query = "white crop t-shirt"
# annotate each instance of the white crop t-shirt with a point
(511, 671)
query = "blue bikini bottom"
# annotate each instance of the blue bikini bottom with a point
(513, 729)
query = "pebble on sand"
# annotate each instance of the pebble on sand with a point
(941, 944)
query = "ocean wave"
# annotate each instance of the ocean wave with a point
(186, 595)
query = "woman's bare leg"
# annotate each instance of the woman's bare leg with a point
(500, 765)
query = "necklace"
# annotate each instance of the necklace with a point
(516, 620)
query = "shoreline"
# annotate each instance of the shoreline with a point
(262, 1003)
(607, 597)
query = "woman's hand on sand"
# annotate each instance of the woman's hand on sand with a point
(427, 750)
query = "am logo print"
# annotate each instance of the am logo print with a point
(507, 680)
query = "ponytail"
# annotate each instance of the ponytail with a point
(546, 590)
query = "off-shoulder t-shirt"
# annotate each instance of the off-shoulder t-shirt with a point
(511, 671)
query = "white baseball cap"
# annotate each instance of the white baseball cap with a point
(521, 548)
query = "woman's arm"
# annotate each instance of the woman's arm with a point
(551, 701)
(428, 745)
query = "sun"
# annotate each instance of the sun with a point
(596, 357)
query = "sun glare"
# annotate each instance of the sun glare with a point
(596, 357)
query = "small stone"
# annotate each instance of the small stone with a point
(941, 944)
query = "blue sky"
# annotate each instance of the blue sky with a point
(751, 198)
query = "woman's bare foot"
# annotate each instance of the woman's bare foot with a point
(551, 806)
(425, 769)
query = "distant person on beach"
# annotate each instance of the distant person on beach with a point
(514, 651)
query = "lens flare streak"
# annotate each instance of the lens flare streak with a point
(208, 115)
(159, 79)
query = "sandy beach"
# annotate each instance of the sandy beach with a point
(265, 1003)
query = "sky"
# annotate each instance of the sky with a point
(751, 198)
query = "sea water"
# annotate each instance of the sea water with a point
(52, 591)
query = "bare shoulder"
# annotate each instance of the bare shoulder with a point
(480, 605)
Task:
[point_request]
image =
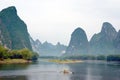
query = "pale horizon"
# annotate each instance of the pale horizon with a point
(55, 20)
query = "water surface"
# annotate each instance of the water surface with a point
(88, 70)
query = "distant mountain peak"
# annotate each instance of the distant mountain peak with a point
(78, 31)
(108, 28)
(9, 11)
(78, 43)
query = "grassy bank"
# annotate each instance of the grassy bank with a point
(65, 61)
(14, 61)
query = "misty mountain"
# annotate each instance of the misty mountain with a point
(78, 43)
(102, 43)
(13, 31)
(117, 43)
(48, 49)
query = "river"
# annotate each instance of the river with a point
(43, 70)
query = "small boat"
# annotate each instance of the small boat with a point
(66, 71)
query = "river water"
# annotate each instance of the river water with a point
(43, 70)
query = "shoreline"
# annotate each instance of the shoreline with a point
(66, 61)
(14, 61)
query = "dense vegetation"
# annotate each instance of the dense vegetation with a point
(115, 57)
(17, 54)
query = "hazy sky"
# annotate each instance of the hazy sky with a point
(55, 20)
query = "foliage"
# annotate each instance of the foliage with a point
(17, 54)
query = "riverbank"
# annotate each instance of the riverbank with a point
(14, 61)
(65, 61)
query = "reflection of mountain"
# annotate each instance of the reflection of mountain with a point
(48, 49)
(13, 31)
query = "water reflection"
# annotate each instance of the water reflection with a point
(52, 71)
(13, 78)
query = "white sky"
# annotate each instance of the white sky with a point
(55, 20)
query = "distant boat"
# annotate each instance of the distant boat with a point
(66, 71)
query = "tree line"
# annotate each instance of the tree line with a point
(17, 54)
(110, 57)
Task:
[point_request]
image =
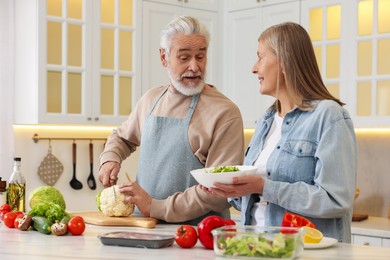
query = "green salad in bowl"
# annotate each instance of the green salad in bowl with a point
(222, 174)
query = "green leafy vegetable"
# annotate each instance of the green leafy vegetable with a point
(52, 211)
(47, 194)
(224, 169)
(257, 246)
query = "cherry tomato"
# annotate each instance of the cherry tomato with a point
(206, 226)
(5, 207)
(294, 220)
(76, 225)
(9, 219)
(17, 220)
(186, 236)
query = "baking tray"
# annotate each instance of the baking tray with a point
(134, 239)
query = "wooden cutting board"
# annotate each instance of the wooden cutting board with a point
(97, 218)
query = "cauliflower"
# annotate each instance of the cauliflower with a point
(111, 202)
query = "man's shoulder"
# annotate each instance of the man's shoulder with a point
(212, 95)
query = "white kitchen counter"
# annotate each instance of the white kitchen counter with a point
(15, 244)
(373, 226)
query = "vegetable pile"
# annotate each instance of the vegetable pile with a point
(47, 214)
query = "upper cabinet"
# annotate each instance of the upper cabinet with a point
(210, 5)
(351, 41)
(155, 16)
(242, 29)
(74, 61)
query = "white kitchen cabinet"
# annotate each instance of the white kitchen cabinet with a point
(73, 62)
(367, 240)
(351, 39)
(236, 5)
(155, 16)
(242, 29)
(210, 5)
(375, 231)
(386, 242)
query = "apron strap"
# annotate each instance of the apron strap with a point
(191, 108)
(155, 101)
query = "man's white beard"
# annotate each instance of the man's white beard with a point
(189, 90)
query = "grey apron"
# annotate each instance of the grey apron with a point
(166, 157)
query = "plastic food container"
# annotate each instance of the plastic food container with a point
(258, 242)
(133, 239)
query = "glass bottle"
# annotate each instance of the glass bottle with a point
(17, 188)
(3, 192)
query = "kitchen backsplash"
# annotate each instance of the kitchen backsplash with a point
(373, 166)
(32, 155)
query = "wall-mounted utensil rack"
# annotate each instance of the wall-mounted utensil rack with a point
(36, 138)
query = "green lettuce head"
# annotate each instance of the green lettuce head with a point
(47, 194)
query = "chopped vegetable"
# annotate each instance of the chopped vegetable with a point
(47, 194)
(224, 169)
(52, 211)
(257, 246)
(111, 203)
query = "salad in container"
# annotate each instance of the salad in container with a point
(258, 242)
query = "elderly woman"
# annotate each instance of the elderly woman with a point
(304, 146)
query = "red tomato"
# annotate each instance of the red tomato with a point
(9, 219)
(206, 226)
(17, 220)
(5, 207)
(186, 236)
(76, 225)
(294, 220)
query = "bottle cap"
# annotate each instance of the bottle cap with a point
(3, 185)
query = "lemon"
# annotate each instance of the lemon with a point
(312, 235)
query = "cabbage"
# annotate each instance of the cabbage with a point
(47, 194)
(49, 210)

══════════

EXERCISE DETAILS:
Using the material above, set down every line exactly, but skip the pictures.

RESULT BELOW:
query = "white crop t-shirt"
# annotate each instance of the white crop t-shirt with a point
(511, 671)
query = "blue bikini bottom"
# annotate each instance of the blue bikini bottom with a point
(513, 729)
query = "pebble on sand"
# annotate each instance of the pebble on sand with a point
(941, 944)
query = "ocean wave"
# annotate each instance of the ocean wave with a point
(186, 595)
query = "woman's bare leg"
# annotate each instance of the woman's bare leg with a point
(500, 765)
query = "necklace"
# annotate each instance of the necklace with a point
(516, 620)
query = "shoreline"
# annotate each instance of the shoreline with a point
(262, 1003)
(607, 597)
query = "woman's hand on sand"
# annotate each instance of the woman's hand on sand with a point
(427, 750)
query = "am logo print"
# annotate each instance of the am logo print with a point
(507, 680)
query = "ponytail"
# annotate each instance of the ponytail with a point
(546, 590)
query = "off-shoulder t-shirt"
# annotate each instance of the off-shoulder t-shirt with a point
(511, 671)
query = "white baseball cap"
# annotate each instance of the white baseball cap with a point
(521, 548)
query = "woman's arm"
# annotate each instance of the woman's arm with a point
(551, 701)
(428, 745)
query = "sun"
# annotate each instance of the sun with a point
(596, 357)
query = "sun glare"
# annotate each instance of the sun glare with a point
(596, 357)
query = "small stone"
# annotate each instance of the small stone with a point
(941, 944)
query = "blue sky"
# annotate each instance of the blue sky with a point
(751, 198)
query = "woman's bare foot"
# annotate each instance of the woman's bare foot with a point
(551, 806)
(425, 769)
query = "distant person on beach"
# annotate each instance of the distant person on beach with a point
(514, 651)
query = "lens flare streak"
# annotate each instance of the lens flare streak with a point
(208, 115)
(159, 79)
query = "sandy beach"
# annotate each instance of the sandy beach with a point
(265, 1003)
query = "sky"
# annotate each instance of the sky with a point
(751, 198)
query = "sea water"
# annotate each instance of the sea water with a point
(52, 591)
query = "bare shoulder"
# annotate each instance of the bare shoulder with a point
(480, 605)
Task:
[point_request]
image =
query = "pale horizon"
# annotate each instance of the pale horizon with a point
(55, 20)
query = "water surface"
# annotate each instance of the water surface with a point
(88, 70)
query = "distant mountain peak"
# annotate each instance of the distant mountain peak with a point
(78, 31)
(108, 28)
(9, 11)
(78, 43)
query = "grassy bank"
# annotate each instance of the grassy bank with a point
(65, 61)
(14, 61)
query = "misty mountain"
# annotate each instance of the misty mountain with a point
(78, 43)
(102, 43)
(13, 31)
(117, 43)
(48, 49)
query = "river"
# annotate each instance of the river with a point
(43, 70)
query = "small boat"
# annotate each instance of the small boat with a point
(66, 71)
query = "river water"
# annotate each instance of the river water with a point
(43, 70)
query = "shoreline"
# annotate each instance of the shoreline with a point
(66, 61)
(14, 61)
query = "dense vegetation"
# annotate each instance of the dense vegetation with a point
(115, 57)
(17, 54)
query = "hazy sky"
# annotate each instance of the hazy sky with a point
(55, 20)
query = "foliage"
# annotate each instance of the foliage with a point
(17, 54)
query = "riverbank"
# annotate each instance of the riverbank with a point
(14, 61)
(65, 61)
query = "reflection of mountain"
# annotate each instance of the reflection of mountain with a point
(48, 49)
(13, 31)
query = "water reflection"
# annotate each instance of the water reflection with a point
(52, 71)
(13, 78)
query = "white sky"
# annotate each instance of the white sky with a point
(55, 20)
query = "distant boat"
# annotate each instance of the distant boat with a point
(66, 71)
query = "tree line"
# annotate each instance of the tree line with a point
(17, 54)
(110, 57)
Task:
[point_request]
image =
query = "green salad in bowl"
# annotate each instance of the green salad in bowl with a point
(222, 174)
query = "green leafy vegetable"
# annotate each instance of the green leafy vegetable with a point
(52, 211)
(47, 194)
(224, 169)
(257, 246)
query = "cherry tomato"
# annotate each instance of the cherry tomato with a point
(206, 226)
(5, 207)
(294, 220)
(76, 225)
(9, 219)
(17, 220)
(186, 236)
query = "baking tray"
# annotate each instance of the baking tray with a point
(134, 239)
query = "wooden cutting board"
# annotate each instance of the wooden cutting board with a point
(97, 218)
query = "cauliflower"
# annotate each instance of the cauliflower with a point
(111, 202)
query = "man's shoulder"
# annotate each instance of the man's shoulder with a point
(212, 95)
query = "white kitchen counter"
# annotate each instance of the white kitchen counter with a point
(15, 244)
(373, 226)
query = "vegetable pile"
# annotate each instance of the vegetable pile with a point
(47, 214)
query = "upper cabinet"
# annotate each instance of the upper cabinet with a point
(210, 5)
(351, 41)
(155, 16)
(242, 29)
(74, 61)
query = "white kitchen cabinet"
# annotate each instance of the white kitchen cabinet with a point
(73, 62)
(367, 240)
(351, 39)
(236, 5)
(155, 16)
(242, 29)
(210, 5)
(375, 231)
(386, 242)
query = "apron strap"
# annotate each instance of the apron strap with a point
(191, 108)
(155, 101)
query = "man's white beard"
# annotate each instance of the man's white beard with a point
(189, 90)
query = "grey apron"
# annotate each instance of the grey apron with a point
(166, 157)
query = "plastic food container"
# annotate each instance of the plastic food container with a point
(258, 242)
(133, 239)
query = "glass bottle"
# annotate each instance of the glass bottle with a point
(17, 188)
(3, 192)
query = "kitchen backsplash"
# annotate each instance of the kitchen backsplash with a point
(373, 166)
(32, 155)
query = "wall-mounted utensil rack"
# annotate each instance of the wall-mounted utensil rack with a point
(36, 138)
query = "green lettuce head"
# annotate each instance of the green lettuce head with a point
(47, 194)
query = "chopped vegetable"
# annotate each instance of the chopped vegetable with a point
(47, 194)
(224, 169)
(52, 211)
(257, 246)
(111, 203)
query = "salad in container"
# annotate each instance of the salad in container with a point
(258, 242)
query = "elderly woman"
# annotate each instance of the elderly woman with a point
(304, 146)
query = "red tomato"
# annotate each instance of the red tomato with a point
(9, 219)
(206, 226)
(17, 220)
(5, 207)
(186, 236)
(76, 225)
(294, 220)
query = "bottle cap"
# annotate each instance of the bottle cap with a point
(3, 185)
query = "lemon"
# annotate each instance of the lemon with a point
(312, 235)
query = "cabbage"
# annotate each instance of the cabbage with a point
(47, 194)
(49, 210)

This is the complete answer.